- [TASKS]
a - According to the article on Tom Hurndall, how long was he in a coma before he died?
b - From the Tom Hurndall article, return the passage that begins with "Jan 15, 2004" and stops after "died in vain.".

Tom Hurndall

Jan 15, 2004

Tom Hurndall

“We have to finally accept we are not going to have Tom back” Sophie Hurndall

The death of photographer Tom Hurndall is a tragedy for his family, but their ceaseless campaigning has meant that he has not died in vain.

Tom was shot in the head and fatally wounded by an Israeli solider. He died on Tuesday at the Royal Hospital for Neuro-disability in Putney after eight months in a coma.

The 22-year-old was wounded while protecting Palestinian children in the Rafah refugee camp in the Gaza strip as they played under the gun sights of the Israeli military.

The student had travelled to Iraq in February with the Human Shield mission of direct action activists who hoped to guard civilians from the “shock and awe” of the US and UK bombing, and this is where we met.

I was with Tom in Baghdad when he and a few friends decided to leave the Iraqi capital and join the International Solidarity Movement in Gaza.

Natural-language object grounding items
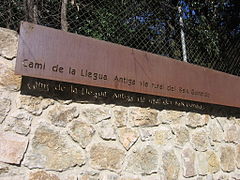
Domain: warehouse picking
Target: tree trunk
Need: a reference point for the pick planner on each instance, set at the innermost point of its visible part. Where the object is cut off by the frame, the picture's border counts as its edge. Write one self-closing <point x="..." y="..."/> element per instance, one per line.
<point x="64" y="23"/>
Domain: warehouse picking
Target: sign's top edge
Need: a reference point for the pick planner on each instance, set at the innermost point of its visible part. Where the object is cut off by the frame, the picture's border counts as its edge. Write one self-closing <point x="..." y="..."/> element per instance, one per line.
<point x="23" y="23"/>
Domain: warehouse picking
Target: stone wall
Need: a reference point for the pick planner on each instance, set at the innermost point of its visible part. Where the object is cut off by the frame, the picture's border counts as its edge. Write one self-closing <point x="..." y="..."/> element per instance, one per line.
<point x="47" y="139"/>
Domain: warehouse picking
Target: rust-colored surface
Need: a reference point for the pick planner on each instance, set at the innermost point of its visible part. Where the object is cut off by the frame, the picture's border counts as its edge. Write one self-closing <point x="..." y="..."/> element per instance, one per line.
<point x="56" y="55"/>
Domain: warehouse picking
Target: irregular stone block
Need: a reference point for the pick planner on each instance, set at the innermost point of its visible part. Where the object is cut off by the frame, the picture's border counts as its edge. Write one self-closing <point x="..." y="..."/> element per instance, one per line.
<point x="143" y="160"/>
<point x="14" y="177"/>
<point x="216" y="131"/>
<point x="120" y="116"/>
<point x="42" y="175"/>
<point x="53" y="151"/>
<point x="195" y="120"/>
<point x="8" y="43"/>
<point x="182" y="135"/>
<point x="34" y="105"/>
<point x="227" y="158"/>
<point x="143" y="117"/>
<point x="238" y="156"/>
<point x="81" y="132"/>
<point x="213" y="162"/>
<point x="104" y="156"/>
<point x="8" y="79"/>
<point x="199" y="140"/>
<point x="146" y="134"/>
<point x="19" y="122"/>
<point x="162" y="135"/>
<point x="61" y="115"/>
<point x="12" y="147"/>
<point x="188" y="156"/>
<point x="4" y="108"/>
<point x="202" y="163"/>
<point x="106" y="130"/>
<point x="231" y="134"/>
<point x="127" y="137"/>
<point x="171" y="165"/>
<point x="95" y="113"/>
<point x="171" y="117"/>
<point x="108" y="175"/>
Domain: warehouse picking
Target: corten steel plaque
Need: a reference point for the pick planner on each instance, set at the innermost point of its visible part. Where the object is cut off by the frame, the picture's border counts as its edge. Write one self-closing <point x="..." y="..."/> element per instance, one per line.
<point x="56" y="55"/>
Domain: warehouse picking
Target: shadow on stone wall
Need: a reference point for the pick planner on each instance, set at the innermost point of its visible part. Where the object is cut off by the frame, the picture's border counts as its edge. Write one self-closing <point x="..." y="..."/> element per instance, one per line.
<point x="89" y="94"/>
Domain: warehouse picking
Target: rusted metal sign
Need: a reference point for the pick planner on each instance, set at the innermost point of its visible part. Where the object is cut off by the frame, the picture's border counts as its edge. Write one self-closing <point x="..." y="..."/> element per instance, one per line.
<point x="56" y="55"/>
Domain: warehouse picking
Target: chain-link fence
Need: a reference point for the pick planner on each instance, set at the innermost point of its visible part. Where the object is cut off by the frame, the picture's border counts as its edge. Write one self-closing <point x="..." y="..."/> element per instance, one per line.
<point x="154" y="26"/>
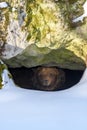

- [ANSWERS IN ORDER]
a - Eight months.

b -
Jan 15, 2004

Tom Hurndall

“We have to finally accept we are not going to have Tom back” Sophie Hurndall

The death of photographer Tom Hurndall is a tragedy for his family, but their ceaseless campaigning has meant that he has not died in vain.